### DATASET ENTRIES
--

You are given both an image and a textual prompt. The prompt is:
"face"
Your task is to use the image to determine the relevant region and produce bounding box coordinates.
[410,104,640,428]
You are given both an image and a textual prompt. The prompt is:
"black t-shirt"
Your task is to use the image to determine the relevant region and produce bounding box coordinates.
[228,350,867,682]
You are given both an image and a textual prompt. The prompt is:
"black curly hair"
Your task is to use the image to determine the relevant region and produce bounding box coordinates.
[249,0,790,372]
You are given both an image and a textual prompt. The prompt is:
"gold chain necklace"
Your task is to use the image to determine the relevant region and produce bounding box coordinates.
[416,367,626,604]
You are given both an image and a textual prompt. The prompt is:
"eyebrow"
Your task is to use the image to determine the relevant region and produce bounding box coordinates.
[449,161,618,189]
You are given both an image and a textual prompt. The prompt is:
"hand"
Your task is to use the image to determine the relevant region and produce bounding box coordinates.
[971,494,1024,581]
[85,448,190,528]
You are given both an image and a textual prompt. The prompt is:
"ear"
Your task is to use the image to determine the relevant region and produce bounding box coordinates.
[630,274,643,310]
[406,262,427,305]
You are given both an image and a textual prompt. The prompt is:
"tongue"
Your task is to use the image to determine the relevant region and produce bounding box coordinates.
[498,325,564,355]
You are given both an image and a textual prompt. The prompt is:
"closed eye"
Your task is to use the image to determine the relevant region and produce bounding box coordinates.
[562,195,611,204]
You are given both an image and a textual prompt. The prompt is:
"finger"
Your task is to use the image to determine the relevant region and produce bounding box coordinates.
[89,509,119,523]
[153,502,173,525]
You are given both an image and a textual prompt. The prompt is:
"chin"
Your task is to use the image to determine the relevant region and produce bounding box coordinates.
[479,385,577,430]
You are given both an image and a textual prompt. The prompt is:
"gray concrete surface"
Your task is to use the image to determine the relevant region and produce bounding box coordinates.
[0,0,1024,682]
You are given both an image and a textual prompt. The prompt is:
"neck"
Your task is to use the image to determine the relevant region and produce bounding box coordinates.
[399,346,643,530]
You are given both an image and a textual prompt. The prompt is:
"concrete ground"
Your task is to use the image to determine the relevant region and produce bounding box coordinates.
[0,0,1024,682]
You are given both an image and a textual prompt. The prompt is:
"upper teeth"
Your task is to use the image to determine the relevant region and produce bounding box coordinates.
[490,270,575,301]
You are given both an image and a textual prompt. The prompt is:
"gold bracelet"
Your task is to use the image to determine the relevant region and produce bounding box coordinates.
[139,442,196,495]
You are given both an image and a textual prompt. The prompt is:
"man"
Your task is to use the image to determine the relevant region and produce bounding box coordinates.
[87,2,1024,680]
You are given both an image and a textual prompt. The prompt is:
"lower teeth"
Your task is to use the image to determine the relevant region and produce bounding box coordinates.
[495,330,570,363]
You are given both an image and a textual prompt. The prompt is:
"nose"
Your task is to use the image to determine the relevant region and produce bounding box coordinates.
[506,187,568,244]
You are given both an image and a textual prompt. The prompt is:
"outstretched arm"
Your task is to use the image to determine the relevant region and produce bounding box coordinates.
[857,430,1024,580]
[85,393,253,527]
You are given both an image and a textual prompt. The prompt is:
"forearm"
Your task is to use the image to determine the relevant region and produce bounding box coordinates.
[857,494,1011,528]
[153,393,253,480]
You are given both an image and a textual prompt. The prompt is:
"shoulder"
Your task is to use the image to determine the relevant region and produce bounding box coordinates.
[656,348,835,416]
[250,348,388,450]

--

Reproduce the lines verbatim from the start of the records through the line containing "[449,161,618,189]", including that line.

You are given both an image and a textual prompt. The prompt is:
"face"
Your task is to use the image to determine the relevant region and produce bounding box coordinates.
[410,104,640,428]
You are given both an image and a textual prompt. The prompt is:
"black t-shirt"
Your task is to use the image to determine the relevant region and produce bounding box coordinates.
[228,350,867,682]
You are given both an image and a textual prompt. The prompt is:
"black curly hair"
Your task is to use the image to determine the relevant region and produce bounding box coordinates.
[249,0,790,372]
You are given both an image and a textual prompt. The prompt is:
"gold chain necklace"
Your task is to use the image to determine the relevant region and produce bounding box coordinates.
[416,367,626,604]
You are given both an image and a textual prompt. The prompt is:
"eyebrow"
Your task is to use the image to determine the relevant region and produce bounding box coordinates.
[449,161,618,189]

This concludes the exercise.